■ O que fazer ■
a. Transcreva sem nenhuma alteração todas as linhas das entradas que aparecem mais abaixo.
b. Dê continuidade ao texto sobre o roqueiro Nova, começando logo após a última frase apresentada.

━━ Texto da página

Com um disco novo na praça, 12 fêmeas, ele afirma que nunca combinou tão bem letra e música. “Sentia que meu texto brigava com o som, com aquela paulada de bateria e guitarra para todo lado. Desta vez, com a ajuda do meu filho Drake [guitarrista e produtor], tirei um pouco o pé do ataque e consegui um equilíbrio entre tempestade e calmaria.”

Leitor do tipo que precisa de isolamento total para curtir um livro, Nova afirma que a literatura sempre foi uma influência decisiva em sua obra. “Ler é ampliar o pensamento, é fustigar o cérebro. Sendo assim, qualquer leitura pode te influenciar de alguma forma”, diz o artista, que apareceu para o Brasil durante o estouro do rock nacional dos anos 1980. Um modismo musical como tantos outros, mas que deixou ao menos um legado estético: letras muito acima da média em se tratando do cenário pop.

“De alguma maneira, conseguimos preencher um vazio de identificação que existia antes de nós. Havia uma necessidade de ser imediato, urgente, realista. ‘Inútil’, do Ultraje a Rigor, por exemplo, traduz o Brasil como ele é, e não como o Geraldo Vandré queria que ele fosse”, ironiza.

Para ele, a “letra de rock brasileiro” como conhecemos hoje é invenção de seu ídolo e parceiro Raul Seixas. “A primeira vez que eu me identifiquei com um texto de música nacional foi quando ouvi ‘Ouro de Tolo’”, revela. Nova, contudo, garante que não tem má vontade com a MPB. “Eu só não interiorizei esse orgulho auriverde que a maioria tem. Aos 9 anos, ouvi Little Richards pela primeira vez e fui possuído de forma orgânica por aquele ritmo, que fazia um contraponto com a placidez sonora da bossa nova e do Frank Sinatra que escutavam na minha casa. A partir daí, o rock and roll mudou a minha vida para sempre.”

━━━━
━━ Dados brutos

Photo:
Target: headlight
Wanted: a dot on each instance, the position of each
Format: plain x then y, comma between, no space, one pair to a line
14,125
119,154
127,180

━━━━

■ Respostas por tarefa ■
a.
Photo:
Target: headlight
Wanted: a dot on each instance, the position of each
Format: plain x then y, comma between, no space, one pair to a line
14,125
119,154
127,180

b.
E foi o rock que o levou à literatura, ainda na adolescência. Leitor de quadrinhos e dos clássicos obrigatórios da escola, Marcelo Nova começou a correr atrás dos livros citados por seus artistas preferidos. O primeiro que leu de cabo a rabo foi a As portas da percepção (Aldous Huxley), que inspirou Jim Morrison a batizar seu The Doors. “Tinha 15 anos quando li, não entendi metade do que estava escrito. Mas fiquei curioso para entender, não desisti e fui pesquisar sobre o assunto em outras fontes, como Timothy Leary”, lembra.

Outro livro marcante dessa fase foi O outsider: O drama moderno da alienação e da criação, um longo ensaio em que o escritor e filósofo autodidata Colin Wilson analisa a vida e a obra de artistas controversos que viram o mundo de uma maneira diferente (Nijinski, Van Gogh, Dostoiévski, William Blake, etc.). “Ele falava do Herman Hesse, eu já associava O lobo da estepe com o [grupo] Steppenwolf e corria para ler.”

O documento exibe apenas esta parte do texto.